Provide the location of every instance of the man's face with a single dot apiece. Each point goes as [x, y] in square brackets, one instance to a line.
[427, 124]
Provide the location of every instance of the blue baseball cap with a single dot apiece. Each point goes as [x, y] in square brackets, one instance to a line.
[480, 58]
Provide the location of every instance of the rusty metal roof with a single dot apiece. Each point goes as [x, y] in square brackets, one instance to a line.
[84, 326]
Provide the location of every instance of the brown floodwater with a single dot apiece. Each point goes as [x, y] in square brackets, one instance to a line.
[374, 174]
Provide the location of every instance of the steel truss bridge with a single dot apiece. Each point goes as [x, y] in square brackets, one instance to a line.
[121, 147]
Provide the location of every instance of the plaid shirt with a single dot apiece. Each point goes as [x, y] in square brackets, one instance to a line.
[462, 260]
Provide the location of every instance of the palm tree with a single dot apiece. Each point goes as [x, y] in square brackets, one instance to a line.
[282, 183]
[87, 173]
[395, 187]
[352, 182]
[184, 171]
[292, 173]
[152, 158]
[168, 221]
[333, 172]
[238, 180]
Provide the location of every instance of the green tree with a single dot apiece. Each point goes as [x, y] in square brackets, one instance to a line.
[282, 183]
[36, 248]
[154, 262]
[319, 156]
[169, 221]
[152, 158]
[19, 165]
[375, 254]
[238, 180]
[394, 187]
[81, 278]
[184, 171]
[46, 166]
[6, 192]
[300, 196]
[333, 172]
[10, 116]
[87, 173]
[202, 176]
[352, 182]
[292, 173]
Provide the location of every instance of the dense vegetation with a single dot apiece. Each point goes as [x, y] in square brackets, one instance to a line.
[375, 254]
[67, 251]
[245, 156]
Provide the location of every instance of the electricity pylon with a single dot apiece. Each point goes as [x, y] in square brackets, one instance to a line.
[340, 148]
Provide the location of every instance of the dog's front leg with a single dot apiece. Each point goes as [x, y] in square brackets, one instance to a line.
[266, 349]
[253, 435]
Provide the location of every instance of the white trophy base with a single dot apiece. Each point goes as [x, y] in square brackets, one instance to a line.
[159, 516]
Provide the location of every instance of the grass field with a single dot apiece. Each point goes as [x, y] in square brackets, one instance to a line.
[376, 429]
+===+
■ OBJECTIVE ■
Write out the stretch of the records from the line containing "Provide the location of every instance of the dog's" through the end of the records, copying every line in full, with each point coordinate multiplied by 2.55 and rounded to a whole number, halves going up. Give only that stretch.

■ RESPONSE TO THE EXERCISE ■
Provide the location of every instance of the dog's front leg with a single dot apiece. Each point goes as [x, y] in square brackets, one instance to a line.
[678, 890]
[645, 1109]
Provide the location of every instance of the white trophy base with a single dot apiece. Each point goes as [x, y] in square brackets, one instance to a line.
[405, 1316]
Provide the location of every instance of the grass field with a single dot apiece. Each point goes as [x, y] in square brackets, one instance to a line.
[959, 1094]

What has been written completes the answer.